## DIRECTIVE
Copy out each of the entries below word for word, leaving out the pictures.

## DATASET ENTRIES
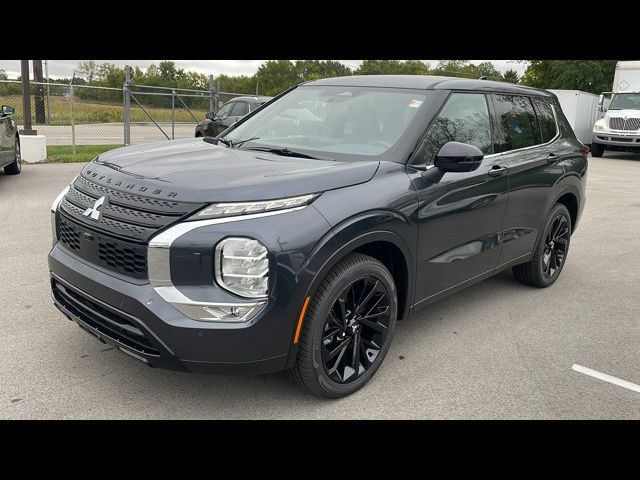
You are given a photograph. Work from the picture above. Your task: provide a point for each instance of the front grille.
(118, 240)
(98, 248)
(619, 123)
(106, 321)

## FINAL RESULT
You are given a photograph. Work from the picture above. Your task: provide a point for each instance of the front grille.
(118, 240)
(98, 248)
(619, 123)
(106, 321)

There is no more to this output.